## PROBLEM TO WORK ON
Print these lines exactly as they appear in the data.

[Dataset entries]
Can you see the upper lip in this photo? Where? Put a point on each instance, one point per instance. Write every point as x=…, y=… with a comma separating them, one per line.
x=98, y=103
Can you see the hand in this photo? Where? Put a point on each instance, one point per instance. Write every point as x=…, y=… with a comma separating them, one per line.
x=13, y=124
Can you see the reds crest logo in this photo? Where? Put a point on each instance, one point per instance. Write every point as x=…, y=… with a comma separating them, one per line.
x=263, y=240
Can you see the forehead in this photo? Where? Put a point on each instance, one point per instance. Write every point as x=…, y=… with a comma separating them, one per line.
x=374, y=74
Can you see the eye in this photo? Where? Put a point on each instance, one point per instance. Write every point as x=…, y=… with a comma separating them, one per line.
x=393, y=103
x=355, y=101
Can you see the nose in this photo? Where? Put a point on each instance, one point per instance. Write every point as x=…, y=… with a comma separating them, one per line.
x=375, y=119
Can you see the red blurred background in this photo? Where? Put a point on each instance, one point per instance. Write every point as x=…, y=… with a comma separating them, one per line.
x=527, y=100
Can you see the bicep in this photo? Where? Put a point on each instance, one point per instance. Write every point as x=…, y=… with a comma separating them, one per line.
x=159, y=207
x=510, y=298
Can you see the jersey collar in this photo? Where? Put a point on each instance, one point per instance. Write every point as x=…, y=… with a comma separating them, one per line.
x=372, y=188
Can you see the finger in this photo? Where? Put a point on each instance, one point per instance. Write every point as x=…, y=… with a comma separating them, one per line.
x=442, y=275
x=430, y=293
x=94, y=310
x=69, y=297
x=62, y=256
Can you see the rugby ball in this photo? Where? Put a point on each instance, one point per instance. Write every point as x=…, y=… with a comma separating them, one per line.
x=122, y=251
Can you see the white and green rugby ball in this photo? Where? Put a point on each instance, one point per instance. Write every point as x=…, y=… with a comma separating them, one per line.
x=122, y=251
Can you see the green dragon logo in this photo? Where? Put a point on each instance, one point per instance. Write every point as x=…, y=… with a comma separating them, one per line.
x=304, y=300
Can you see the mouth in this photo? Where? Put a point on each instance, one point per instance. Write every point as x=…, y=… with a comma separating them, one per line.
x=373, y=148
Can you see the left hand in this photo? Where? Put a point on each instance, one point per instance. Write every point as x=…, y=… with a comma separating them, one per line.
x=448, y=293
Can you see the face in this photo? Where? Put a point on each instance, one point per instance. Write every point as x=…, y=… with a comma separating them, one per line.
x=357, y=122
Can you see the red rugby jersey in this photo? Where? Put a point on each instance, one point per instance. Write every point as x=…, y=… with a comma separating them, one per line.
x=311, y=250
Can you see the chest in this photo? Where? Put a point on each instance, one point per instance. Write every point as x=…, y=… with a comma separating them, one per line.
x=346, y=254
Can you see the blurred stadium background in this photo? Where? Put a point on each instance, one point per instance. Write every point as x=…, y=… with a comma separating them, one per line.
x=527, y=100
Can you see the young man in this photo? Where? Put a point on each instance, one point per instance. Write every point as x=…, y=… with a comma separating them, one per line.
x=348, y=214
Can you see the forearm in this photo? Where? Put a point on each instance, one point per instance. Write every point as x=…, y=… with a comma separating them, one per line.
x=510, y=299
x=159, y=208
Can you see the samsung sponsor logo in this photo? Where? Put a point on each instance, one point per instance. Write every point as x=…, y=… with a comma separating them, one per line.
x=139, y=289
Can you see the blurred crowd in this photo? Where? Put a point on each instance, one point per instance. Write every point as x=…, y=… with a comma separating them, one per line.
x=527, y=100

## SOLUTION TO THE EXERCISE
Can you see the upper lip in this photo? Where? Put a point on each instance, one point per instance. Write every point as x=…, y=… with a comma separating them, one per line.
x=98, y=103
Can you see the hand in this photo? Where? Put a point on each instance, one point per instance. Write every point as x=…, y=… with a comma separating them, one per line.
x=13, y=124
Can you see the reds crest logo in this photo? Where? Put a point on each instance, one point per instance. Write every point as x=…, y=… with a comma separating them, one per line.
x=263, y=240
Can you see the forehead in this photo? Where? Put a point on each instance, one point per instance. Write every point as x=…, y=… with a comma separating them, one per line.
x=374, y=74
Can you see the eye in this photo? Where? Put a point on each instance, one point per instance. Write every point as x=…, y=… with a comma separating them, one per line.
x=393, y=103
x=355, y=101
Can you see the nose in this photo? Where? Put a point on each instance, one point per instance. Write every point as x=…, y=… with a comma separating them, one per line.
x=375, y=119
Can you see the red blurred background in this photo? Where? Put a point on each instance, one point per instance. Write every point as x=…, y=… with a comma separating them, one per line.
x=527, y=100
Can you see the bicep in this photo? Where? Put a point on each instance, one point per instance. Write every point as x=…, y=… with a comma separating them, one per line.
x=159, y=207
x=510, y=298
Can you see the jersey collar in this photo? Where? Put a point on each instance, one point per instance. Write every point as x=…, y=… with a comma separating them, one per line.
x=372, y=188
Can you see the finger in this photo? Where? Put a point on each instance, one point per instance. Write every point as x=…, y=… with a comma separating them, one per line.
x=442, y=275
x=430, y=293
x=94, y=310
x=69, y=297
x=62, y=256
Can you see the rugby ball in this photo? Where? Put a point on each instance, one point per instance. Write every point as x=…, y=… with a comma separating them, one per line.
x=122, y=251
Can you see the white and green rugby ball in this photo? Where? Put a point on each instance, one point per instance. Write every point as x=…, y=… with a comma separating them, one per line.
x=122, y=251
Can you see the green dragon logo in this photo? Where? Put a point on each instance, one point per instance. Write every point as x=…, y=… with a comma separating them, one per line.
x=304, y=300
Can you see the mouth in this photo? Where? Put a point on each instance, one point per instance. Write every point as x=…, y=… with a comma separating them, one per line.
x=373, y=148
Can you see the left hand in this photo? Where? Put a point on each instance, one point per instance. Write every point as x=…, y=… with a comma separating them, one per line.
x=448, y=293
Can you see the face in this photo? Where? Put a point on each instance, one point per instance. Write every point as x=…, y=… with a comma separating them, one per line.
x=357, y=122
Can you see the red rugby jersey in this photo? Where? Put a point on each instance, one point per instance. Write every point as x=…, y=… with a comma separating them, one per line.
x=311, y=250
Can you see the chest in this photo? Where? Put a point on each instance, one point per instance. Write every point as x=…, y=… with a comma separating them, one per line.
x=346, y=254
Can you see the blurred stadium background in this photo? Where? Put a point on each instance, one point per instance. Write every point as x=…, y=… with a comma separating them, one per line.
x=527, y=100
Can you see the young man in this photo? Where? Put a point on each instance, one point per instance. Write every point as x=…, y=… with a comma separating them, one per line.
x=348, y=214
Can you see the forearm in this photo? Where? Put a point on each instance, one point per instance. Write every point as x=…, y=… with a comma separating them, one per line.
x=510, y=299
x=159, y=208
Can you see the samsung sponsor logo in this photo? Where? Put a point on each instance, one point per instance. Write every point as x=…, y=… with a comma separating them, one per line.
x=139, y=289
Can you see the blurred crowd in this photo? Where? Put a point on each instance, one point per instance. Write every point as x=…, y=… with a comma separating them, one per line.
x=527, y=100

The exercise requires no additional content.